Directions
Give the data from its first line through the line containing "column 191, row 308", both included, as a JSON list of strings with one string per line, skipping blank lines and leaving out the pictures.

========================

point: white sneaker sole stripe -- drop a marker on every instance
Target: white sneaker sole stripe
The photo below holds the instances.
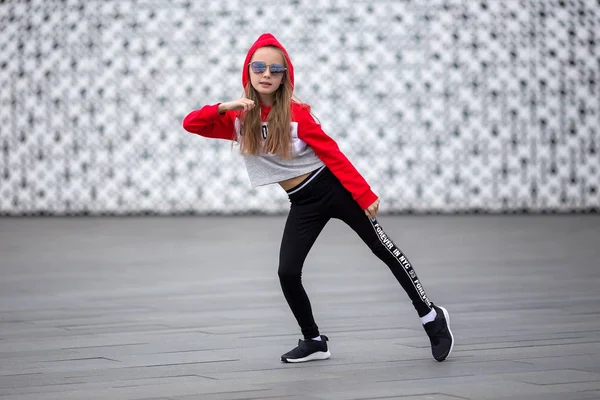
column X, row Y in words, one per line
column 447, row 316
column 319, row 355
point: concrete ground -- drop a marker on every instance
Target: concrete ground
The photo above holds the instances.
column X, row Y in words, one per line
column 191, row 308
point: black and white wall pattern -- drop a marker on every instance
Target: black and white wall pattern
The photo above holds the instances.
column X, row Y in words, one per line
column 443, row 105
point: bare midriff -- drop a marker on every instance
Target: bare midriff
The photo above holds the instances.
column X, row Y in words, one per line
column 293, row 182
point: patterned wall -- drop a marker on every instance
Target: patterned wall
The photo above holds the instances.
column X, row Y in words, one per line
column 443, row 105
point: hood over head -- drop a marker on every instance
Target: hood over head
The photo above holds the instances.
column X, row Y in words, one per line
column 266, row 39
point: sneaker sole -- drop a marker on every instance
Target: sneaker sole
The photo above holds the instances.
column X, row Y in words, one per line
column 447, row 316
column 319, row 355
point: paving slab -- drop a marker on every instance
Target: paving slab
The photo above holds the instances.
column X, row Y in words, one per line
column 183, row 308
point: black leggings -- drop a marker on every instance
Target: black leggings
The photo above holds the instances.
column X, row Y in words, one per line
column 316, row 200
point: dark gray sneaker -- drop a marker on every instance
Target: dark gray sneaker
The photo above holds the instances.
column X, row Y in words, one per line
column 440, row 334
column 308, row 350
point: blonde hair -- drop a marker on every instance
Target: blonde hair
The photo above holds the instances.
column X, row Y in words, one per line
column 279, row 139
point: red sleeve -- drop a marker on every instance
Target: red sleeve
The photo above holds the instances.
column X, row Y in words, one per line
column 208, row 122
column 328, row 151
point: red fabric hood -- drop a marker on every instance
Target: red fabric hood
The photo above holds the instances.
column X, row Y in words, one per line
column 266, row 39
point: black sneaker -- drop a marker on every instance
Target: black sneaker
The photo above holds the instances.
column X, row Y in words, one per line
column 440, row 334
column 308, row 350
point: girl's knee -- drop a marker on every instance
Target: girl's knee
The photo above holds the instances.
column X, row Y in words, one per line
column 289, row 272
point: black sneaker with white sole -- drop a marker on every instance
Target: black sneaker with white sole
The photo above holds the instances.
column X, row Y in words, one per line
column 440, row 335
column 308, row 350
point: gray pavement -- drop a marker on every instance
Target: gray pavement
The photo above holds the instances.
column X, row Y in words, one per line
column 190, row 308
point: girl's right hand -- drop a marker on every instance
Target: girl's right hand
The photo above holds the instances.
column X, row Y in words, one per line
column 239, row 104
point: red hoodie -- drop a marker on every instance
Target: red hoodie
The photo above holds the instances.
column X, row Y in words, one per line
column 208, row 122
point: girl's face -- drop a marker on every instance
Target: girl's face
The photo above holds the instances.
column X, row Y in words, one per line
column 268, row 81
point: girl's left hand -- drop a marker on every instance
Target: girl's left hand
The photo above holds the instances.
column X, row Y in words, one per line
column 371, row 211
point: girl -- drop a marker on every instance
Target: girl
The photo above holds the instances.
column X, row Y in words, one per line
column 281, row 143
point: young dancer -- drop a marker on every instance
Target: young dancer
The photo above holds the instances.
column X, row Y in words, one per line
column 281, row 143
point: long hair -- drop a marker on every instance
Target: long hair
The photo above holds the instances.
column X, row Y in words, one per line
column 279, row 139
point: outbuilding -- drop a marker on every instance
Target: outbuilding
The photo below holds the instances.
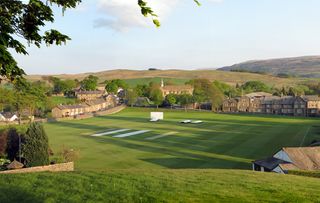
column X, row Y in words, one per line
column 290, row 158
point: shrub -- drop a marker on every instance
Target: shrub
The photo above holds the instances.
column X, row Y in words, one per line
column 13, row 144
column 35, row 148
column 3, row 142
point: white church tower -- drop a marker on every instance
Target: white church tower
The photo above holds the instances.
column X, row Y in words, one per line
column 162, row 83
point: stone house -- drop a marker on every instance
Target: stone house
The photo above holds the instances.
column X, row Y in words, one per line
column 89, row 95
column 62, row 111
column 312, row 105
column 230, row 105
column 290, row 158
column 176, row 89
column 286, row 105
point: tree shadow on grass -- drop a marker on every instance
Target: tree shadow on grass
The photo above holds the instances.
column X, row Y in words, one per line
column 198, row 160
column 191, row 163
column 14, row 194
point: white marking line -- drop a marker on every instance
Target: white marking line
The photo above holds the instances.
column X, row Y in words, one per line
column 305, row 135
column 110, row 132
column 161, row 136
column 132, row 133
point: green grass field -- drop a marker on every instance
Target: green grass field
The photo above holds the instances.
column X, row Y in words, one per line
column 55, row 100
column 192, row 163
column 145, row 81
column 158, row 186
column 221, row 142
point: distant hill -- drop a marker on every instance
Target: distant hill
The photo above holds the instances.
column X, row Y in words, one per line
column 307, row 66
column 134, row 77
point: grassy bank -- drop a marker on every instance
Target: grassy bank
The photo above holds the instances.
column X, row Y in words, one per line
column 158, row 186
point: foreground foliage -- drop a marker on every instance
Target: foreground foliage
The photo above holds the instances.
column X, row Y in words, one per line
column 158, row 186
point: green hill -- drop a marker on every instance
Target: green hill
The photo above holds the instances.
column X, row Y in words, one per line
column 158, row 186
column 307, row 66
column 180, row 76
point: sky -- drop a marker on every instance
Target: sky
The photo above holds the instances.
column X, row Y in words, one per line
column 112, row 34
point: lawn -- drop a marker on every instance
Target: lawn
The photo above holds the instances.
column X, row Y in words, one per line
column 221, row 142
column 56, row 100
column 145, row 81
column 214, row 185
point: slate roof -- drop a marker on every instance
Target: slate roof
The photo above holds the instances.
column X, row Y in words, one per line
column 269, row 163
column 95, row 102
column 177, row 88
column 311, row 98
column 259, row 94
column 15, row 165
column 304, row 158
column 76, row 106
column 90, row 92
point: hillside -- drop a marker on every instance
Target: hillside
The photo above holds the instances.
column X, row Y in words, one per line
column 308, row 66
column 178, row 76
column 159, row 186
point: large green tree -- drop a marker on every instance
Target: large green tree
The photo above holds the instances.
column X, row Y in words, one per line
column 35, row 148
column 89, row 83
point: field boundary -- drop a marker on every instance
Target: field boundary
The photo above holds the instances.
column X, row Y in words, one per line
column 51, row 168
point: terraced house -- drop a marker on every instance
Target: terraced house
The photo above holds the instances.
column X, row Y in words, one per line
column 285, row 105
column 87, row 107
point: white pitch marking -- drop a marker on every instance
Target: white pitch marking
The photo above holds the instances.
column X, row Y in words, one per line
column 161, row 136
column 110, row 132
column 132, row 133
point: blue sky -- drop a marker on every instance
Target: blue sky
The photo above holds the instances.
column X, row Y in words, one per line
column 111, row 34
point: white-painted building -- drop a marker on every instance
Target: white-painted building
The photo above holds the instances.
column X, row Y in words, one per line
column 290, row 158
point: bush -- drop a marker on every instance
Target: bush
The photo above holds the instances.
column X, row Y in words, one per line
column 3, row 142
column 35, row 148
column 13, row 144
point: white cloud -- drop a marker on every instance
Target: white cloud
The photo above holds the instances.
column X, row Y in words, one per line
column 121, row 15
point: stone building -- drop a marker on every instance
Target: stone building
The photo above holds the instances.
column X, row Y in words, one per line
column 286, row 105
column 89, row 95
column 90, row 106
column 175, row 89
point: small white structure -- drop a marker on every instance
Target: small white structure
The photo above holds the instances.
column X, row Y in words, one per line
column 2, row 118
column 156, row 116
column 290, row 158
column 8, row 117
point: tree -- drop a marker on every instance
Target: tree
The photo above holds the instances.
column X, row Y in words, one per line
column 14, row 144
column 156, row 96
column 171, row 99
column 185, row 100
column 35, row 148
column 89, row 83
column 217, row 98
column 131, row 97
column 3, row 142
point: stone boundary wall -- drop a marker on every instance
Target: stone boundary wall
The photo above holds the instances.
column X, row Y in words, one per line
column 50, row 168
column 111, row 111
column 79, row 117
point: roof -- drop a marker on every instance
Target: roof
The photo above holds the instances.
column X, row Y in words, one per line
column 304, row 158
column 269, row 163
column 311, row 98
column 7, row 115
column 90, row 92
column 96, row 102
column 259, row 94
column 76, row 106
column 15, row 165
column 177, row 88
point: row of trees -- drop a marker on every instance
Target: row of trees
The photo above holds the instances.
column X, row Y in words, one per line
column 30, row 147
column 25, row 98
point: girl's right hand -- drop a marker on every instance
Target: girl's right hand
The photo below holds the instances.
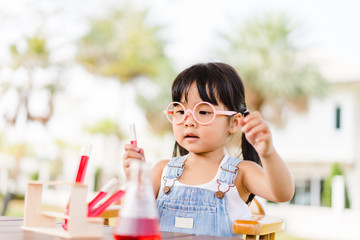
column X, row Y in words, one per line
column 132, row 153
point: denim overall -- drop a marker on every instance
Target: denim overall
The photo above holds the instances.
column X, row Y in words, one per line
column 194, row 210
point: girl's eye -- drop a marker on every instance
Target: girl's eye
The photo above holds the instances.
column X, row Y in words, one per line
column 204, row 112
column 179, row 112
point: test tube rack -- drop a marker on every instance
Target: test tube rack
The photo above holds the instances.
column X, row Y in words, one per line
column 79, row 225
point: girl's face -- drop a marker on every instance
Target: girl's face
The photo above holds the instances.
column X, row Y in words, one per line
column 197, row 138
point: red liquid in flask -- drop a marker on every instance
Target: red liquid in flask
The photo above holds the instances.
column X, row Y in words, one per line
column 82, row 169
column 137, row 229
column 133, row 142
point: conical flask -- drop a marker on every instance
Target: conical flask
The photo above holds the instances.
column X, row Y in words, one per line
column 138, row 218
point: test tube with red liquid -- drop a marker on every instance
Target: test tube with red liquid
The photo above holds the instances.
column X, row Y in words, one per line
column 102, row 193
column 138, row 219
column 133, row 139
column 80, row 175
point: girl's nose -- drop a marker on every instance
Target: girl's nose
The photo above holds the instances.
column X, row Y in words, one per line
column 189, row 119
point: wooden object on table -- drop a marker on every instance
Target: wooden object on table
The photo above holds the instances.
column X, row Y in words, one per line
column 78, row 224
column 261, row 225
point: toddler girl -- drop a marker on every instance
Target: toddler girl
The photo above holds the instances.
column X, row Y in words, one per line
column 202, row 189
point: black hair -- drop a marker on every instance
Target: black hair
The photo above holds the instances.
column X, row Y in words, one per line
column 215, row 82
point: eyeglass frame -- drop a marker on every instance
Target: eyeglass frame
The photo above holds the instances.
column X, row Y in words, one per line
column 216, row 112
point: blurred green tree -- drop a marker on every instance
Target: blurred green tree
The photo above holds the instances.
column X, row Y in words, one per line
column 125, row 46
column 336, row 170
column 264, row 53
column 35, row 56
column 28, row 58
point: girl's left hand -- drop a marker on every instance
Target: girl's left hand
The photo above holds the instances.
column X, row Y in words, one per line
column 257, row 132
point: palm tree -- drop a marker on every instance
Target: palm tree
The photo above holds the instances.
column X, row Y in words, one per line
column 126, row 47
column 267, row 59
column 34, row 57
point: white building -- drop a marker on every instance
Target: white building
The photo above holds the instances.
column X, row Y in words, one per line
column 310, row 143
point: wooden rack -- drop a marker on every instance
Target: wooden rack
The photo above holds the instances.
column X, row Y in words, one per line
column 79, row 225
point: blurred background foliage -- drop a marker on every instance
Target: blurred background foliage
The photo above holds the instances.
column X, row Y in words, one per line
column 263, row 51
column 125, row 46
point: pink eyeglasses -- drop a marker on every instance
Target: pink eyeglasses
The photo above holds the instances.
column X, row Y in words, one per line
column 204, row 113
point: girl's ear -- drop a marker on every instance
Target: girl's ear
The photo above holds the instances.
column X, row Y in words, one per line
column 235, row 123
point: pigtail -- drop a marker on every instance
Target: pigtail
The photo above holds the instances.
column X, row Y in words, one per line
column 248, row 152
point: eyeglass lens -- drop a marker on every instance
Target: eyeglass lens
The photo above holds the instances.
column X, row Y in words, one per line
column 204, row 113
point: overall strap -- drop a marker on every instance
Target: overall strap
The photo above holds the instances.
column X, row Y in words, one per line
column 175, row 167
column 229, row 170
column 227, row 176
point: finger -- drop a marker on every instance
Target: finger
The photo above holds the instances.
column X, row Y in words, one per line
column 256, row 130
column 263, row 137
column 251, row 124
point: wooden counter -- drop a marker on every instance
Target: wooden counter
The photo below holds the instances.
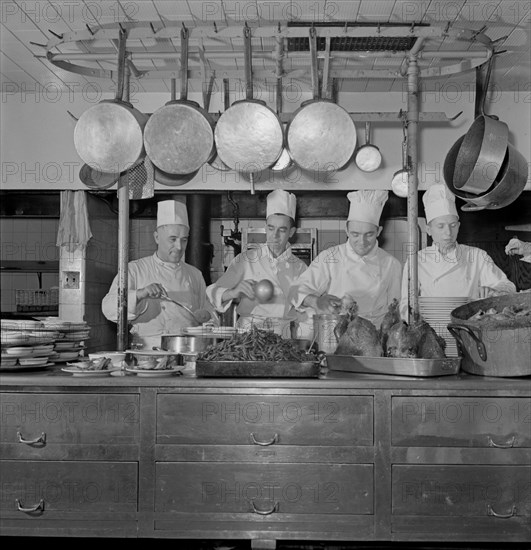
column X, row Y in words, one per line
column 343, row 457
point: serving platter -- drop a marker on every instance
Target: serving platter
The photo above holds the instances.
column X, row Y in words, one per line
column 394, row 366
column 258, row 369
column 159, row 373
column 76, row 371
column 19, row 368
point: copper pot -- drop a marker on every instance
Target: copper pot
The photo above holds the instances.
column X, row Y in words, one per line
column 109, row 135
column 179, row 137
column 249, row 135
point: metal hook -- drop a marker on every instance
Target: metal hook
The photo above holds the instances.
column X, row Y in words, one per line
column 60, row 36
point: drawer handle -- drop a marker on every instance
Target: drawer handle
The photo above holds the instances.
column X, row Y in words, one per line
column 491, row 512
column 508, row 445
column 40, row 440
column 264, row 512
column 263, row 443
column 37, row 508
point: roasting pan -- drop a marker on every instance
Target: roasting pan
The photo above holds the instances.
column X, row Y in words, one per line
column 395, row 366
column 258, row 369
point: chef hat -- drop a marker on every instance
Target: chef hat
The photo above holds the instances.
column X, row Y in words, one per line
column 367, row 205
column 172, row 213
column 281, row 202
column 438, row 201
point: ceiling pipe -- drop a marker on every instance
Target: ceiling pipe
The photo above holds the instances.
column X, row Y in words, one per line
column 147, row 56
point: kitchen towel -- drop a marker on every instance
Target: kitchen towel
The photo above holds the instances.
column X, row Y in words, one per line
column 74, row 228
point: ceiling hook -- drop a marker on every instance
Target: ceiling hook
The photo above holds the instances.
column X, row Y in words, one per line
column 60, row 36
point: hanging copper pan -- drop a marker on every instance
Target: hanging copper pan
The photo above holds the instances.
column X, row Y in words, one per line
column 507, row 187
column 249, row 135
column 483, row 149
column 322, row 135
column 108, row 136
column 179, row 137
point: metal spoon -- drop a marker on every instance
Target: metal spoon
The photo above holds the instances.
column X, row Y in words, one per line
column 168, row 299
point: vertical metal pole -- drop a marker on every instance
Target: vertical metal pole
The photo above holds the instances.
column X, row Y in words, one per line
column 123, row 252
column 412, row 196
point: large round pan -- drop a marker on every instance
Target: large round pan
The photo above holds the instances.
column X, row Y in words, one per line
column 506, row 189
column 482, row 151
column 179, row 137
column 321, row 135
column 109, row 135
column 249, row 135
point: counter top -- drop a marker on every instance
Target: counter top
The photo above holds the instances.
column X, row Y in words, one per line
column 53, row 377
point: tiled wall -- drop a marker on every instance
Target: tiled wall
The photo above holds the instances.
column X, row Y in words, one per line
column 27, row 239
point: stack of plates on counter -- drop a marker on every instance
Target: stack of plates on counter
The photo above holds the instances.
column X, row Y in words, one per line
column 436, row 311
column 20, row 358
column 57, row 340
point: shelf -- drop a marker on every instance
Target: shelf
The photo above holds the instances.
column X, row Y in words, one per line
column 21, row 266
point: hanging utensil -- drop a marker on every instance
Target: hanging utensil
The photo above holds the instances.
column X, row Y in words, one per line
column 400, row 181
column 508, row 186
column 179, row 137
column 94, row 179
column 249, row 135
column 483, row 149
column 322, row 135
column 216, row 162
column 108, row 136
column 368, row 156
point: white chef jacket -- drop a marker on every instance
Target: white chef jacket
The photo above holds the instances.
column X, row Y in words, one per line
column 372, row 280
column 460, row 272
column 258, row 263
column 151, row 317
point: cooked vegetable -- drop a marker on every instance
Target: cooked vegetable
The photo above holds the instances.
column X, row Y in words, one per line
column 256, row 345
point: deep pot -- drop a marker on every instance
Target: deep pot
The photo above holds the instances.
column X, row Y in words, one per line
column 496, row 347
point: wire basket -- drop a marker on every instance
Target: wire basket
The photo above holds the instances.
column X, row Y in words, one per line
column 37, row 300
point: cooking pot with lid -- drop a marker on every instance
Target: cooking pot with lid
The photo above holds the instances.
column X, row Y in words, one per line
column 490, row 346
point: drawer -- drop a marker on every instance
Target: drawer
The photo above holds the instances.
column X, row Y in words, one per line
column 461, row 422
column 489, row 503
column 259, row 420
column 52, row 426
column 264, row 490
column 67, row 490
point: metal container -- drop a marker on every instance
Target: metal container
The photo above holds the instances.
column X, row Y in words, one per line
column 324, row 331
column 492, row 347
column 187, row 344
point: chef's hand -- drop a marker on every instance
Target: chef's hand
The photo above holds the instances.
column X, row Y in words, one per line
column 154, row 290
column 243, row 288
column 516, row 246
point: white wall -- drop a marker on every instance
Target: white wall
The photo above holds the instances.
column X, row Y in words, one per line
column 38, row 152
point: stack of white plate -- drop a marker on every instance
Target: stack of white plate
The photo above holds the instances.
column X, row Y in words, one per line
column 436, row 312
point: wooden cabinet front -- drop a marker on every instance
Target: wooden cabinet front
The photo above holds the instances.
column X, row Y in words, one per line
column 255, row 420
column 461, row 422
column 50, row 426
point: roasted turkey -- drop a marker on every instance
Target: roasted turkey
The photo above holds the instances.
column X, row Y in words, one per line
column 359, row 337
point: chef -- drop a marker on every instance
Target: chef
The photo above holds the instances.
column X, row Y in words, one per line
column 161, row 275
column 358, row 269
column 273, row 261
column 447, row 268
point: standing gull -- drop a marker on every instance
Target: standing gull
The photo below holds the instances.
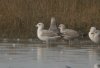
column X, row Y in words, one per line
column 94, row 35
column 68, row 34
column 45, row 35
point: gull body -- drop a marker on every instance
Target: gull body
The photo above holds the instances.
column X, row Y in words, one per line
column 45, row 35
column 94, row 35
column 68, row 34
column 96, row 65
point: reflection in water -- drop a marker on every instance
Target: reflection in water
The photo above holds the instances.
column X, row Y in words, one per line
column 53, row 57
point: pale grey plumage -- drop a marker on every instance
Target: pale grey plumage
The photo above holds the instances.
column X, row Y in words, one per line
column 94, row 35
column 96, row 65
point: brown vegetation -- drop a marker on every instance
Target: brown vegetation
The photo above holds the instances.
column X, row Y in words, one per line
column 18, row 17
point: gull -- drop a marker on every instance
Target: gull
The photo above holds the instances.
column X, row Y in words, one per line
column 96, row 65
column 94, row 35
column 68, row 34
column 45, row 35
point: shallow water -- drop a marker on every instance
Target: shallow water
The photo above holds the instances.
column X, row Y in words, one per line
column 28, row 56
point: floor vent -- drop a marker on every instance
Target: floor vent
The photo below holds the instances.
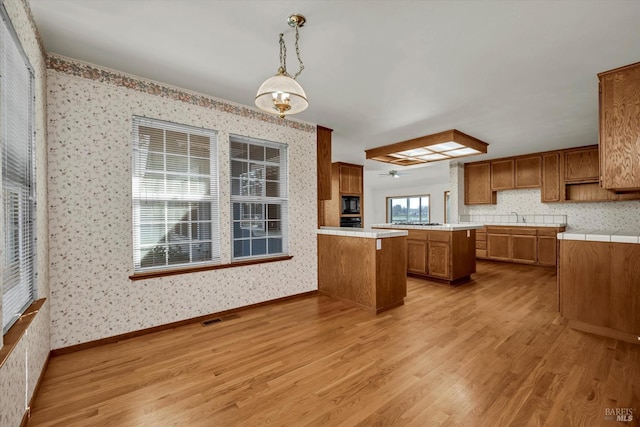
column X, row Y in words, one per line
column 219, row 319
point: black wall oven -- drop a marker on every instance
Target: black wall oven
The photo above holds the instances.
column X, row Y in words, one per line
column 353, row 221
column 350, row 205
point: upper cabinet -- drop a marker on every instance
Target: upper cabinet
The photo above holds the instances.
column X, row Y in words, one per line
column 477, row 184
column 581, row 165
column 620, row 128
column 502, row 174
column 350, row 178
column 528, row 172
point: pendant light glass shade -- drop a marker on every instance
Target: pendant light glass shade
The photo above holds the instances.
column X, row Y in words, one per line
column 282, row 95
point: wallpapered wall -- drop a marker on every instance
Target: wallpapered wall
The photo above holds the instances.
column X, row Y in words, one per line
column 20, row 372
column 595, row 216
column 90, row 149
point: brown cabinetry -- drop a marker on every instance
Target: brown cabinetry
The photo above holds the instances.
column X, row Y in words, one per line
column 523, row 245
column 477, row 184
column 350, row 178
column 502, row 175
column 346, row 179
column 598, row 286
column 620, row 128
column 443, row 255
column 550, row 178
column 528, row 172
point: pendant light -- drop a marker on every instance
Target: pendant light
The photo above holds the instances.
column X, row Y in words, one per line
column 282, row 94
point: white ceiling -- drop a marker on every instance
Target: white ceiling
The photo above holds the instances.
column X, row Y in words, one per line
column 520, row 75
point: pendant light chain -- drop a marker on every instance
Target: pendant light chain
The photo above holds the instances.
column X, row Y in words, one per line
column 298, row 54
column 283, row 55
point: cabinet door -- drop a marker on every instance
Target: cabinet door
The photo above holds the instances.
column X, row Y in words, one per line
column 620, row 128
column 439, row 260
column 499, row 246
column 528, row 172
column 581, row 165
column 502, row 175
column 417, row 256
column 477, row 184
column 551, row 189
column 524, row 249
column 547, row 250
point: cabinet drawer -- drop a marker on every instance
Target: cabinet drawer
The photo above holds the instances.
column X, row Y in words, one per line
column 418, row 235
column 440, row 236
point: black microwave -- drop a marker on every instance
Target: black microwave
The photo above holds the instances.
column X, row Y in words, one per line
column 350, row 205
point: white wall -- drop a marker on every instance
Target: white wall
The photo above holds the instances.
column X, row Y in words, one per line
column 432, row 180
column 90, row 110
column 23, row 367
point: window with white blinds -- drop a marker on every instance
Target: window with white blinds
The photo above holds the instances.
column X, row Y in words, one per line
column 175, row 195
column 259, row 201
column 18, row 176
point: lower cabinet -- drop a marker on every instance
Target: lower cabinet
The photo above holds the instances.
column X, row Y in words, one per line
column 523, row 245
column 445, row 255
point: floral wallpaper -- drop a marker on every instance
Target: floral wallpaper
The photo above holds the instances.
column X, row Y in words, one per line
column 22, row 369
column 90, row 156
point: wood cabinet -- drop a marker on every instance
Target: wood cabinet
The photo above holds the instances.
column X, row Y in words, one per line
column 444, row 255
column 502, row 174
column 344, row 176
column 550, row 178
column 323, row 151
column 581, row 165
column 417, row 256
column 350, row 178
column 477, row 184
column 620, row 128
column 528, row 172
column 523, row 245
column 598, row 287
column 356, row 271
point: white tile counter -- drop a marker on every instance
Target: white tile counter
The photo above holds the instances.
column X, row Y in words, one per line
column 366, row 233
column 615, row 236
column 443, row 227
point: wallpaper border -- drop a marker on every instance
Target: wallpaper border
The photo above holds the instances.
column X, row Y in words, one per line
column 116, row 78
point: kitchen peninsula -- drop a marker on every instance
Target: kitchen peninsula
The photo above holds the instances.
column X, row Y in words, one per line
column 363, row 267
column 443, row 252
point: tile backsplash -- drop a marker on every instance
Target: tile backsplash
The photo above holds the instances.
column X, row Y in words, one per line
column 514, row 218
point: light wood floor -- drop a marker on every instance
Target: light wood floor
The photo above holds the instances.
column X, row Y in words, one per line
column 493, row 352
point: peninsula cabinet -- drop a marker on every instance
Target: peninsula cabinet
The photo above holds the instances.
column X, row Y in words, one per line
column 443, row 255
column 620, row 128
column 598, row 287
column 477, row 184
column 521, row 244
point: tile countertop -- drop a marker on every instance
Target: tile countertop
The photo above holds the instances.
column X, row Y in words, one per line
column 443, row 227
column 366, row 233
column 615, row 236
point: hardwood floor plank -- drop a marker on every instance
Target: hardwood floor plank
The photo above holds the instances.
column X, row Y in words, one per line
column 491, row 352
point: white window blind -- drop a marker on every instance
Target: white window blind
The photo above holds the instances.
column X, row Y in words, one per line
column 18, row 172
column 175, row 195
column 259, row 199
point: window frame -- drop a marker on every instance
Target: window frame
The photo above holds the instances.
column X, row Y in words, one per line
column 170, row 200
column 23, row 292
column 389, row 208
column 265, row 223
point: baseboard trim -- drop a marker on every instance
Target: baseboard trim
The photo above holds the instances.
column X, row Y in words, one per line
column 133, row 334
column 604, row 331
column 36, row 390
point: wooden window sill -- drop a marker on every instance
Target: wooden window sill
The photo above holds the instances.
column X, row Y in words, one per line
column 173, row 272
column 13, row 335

========================

Solution
[
  "point: white sneaker sole stripe -- drop a marker on every instance",
  "Target: white sneaker sole stripe",
  "The photo below holds the instances.",
  "column X, row Y in words, one per line",
  "column 447, row 316",
  "column 319, row 355",
  "point: concrete ground -- drop a marker on every instance",
  "Target: concrete ground",
  "The photo above holds the instances.",
  "column X, row Y in words, one per line",
  "column 191, row 308"
]